*Exercise brief*:
Put the rows between the lines holding "For an urgent annotation task, I need the sailboat localized" and "0;179;800;559", inclusive, into a two-column CSV with the headers "text" and "answer". Give one line per row, with each field in quotes and any line breaks inside a field turned into spaces.

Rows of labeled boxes
--------
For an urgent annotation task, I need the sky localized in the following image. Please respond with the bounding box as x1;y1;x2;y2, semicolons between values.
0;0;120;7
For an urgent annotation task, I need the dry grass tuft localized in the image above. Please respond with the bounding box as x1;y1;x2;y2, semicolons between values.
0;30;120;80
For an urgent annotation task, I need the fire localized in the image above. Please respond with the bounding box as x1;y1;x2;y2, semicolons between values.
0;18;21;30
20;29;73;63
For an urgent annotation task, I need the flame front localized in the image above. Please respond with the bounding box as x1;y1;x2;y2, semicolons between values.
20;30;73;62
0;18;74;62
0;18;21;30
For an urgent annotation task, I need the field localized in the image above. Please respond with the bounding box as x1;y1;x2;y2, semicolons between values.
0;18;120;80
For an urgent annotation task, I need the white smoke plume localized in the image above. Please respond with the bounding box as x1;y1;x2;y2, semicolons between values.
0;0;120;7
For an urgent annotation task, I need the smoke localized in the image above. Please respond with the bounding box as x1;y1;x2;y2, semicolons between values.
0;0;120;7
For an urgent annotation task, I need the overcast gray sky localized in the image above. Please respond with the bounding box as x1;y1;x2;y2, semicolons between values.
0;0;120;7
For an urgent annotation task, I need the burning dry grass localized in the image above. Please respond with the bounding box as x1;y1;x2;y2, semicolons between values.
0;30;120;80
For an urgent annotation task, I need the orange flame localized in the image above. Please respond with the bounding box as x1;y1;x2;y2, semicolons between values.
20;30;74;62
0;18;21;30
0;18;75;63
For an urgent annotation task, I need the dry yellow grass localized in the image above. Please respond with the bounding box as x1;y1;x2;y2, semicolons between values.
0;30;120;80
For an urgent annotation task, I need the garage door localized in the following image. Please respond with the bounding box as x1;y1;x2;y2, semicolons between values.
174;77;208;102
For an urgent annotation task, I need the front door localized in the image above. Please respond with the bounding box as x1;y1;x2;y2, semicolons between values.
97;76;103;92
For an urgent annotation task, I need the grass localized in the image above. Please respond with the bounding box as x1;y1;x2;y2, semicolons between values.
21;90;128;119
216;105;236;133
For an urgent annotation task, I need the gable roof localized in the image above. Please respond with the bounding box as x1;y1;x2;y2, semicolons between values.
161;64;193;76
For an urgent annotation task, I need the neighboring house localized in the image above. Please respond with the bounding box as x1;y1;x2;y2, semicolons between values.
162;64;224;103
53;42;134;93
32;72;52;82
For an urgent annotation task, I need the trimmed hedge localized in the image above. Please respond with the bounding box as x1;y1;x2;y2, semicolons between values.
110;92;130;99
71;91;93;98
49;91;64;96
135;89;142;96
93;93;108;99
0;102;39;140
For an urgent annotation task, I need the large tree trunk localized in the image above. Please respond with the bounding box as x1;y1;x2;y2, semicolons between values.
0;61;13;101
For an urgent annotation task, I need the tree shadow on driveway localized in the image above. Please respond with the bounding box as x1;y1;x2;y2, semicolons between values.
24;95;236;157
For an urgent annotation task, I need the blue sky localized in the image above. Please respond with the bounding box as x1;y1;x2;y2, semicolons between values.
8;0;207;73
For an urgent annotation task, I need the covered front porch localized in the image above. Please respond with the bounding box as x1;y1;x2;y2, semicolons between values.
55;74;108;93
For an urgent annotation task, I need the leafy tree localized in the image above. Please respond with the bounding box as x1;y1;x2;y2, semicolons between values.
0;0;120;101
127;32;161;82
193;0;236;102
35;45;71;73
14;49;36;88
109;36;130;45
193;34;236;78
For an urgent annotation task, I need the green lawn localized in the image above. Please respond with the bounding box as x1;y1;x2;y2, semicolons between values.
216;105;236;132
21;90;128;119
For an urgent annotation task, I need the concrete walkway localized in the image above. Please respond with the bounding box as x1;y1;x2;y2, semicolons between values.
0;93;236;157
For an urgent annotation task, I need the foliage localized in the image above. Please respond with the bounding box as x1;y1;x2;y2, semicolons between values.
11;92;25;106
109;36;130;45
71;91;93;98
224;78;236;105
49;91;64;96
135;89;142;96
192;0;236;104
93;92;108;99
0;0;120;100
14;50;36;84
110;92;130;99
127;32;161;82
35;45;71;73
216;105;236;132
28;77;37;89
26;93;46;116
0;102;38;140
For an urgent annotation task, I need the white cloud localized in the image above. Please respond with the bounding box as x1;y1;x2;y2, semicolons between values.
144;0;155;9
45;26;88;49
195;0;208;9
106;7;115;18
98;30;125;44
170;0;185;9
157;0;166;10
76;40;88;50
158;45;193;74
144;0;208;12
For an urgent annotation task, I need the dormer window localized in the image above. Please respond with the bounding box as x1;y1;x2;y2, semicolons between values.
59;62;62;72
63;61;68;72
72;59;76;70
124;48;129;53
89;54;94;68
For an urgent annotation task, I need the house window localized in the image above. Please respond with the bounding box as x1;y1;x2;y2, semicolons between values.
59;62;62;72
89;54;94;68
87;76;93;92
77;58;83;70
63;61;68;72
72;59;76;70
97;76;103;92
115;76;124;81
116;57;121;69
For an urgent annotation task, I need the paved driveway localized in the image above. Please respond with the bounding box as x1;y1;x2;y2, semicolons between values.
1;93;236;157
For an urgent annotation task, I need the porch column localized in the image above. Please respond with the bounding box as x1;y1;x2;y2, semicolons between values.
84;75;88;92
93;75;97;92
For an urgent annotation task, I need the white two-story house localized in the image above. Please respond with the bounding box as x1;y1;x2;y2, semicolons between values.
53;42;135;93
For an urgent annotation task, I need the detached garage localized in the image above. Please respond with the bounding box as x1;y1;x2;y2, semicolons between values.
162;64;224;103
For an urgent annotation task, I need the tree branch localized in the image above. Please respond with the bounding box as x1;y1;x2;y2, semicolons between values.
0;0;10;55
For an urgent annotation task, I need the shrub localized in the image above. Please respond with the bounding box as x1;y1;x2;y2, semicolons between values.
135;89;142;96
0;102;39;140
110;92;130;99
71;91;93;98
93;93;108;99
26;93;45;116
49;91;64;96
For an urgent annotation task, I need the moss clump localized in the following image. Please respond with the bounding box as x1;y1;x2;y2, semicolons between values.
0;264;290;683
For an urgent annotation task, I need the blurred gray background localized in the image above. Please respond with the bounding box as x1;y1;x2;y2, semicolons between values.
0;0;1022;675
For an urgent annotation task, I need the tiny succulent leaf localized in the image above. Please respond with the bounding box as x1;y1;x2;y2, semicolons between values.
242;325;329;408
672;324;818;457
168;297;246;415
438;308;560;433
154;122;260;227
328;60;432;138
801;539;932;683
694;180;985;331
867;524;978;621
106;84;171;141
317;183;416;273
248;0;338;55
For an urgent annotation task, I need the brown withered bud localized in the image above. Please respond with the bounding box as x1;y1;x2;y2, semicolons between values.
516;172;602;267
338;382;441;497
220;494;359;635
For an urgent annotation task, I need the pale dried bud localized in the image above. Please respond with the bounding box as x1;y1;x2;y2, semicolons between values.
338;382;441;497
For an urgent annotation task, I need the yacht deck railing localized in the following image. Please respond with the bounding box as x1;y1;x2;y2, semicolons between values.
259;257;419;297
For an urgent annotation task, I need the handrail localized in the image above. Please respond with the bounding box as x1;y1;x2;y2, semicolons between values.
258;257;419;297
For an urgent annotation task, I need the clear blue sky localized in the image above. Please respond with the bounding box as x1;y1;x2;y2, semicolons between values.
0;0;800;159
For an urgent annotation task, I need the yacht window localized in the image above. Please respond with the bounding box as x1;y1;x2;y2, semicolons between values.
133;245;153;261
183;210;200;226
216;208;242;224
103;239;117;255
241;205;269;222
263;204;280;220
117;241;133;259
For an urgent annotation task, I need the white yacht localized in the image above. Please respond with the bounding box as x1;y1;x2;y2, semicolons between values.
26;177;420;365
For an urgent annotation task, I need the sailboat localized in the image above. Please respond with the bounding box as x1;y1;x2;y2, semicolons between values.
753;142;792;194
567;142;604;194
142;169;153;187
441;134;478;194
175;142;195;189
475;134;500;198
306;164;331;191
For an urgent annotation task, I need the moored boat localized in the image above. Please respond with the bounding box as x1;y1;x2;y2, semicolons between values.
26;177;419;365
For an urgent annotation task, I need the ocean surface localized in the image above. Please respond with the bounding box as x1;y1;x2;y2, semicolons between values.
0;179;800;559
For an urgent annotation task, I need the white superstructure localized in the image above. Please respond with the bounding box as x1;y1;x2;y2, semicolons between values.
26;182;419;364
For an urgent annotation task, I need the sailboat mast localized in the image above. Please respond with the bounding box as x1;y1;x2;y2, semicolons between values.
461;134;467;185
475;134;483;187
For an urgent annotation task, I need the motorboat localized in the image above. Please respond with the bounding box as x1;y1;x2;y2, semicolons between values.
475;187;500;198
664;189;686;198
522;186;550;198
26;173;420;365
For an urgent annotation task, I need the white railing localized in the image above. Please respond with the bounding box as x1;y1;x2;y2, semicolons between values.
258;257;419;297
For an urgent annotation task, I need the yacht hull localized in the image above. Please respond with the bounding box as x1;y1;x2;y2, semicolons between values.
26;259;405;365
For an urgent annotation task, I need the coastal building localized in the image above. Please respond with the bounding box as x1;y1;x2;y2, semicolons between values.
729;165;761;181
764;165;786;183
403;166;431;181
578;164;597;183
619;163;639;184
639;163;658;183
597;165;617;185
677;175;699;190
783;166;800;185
--------
*Solution*:
text,answer
"For an urgent annotation task, I need the sailboat localized in the image above. Please respond with the bounding box as x1;y1;x2;y2, semicolons between values.","753;142;792;194 567;142;604;194 142;169;153;187 441;134;478;194 175;142;195;189 475;134;500;198 306;164;331;191"
"For an urgent annotation task, I need the moored boat localized in the image above. Please respond with the bounding box as x1;y1;x2;y2, semicolons between values.","26;177;419;365"
"For an urgent annotation task, I need the ocean surface localized in the image above. Please respond with the bounding box as x1;y1;x2;y2, semicolons between values.","0;179;800;559"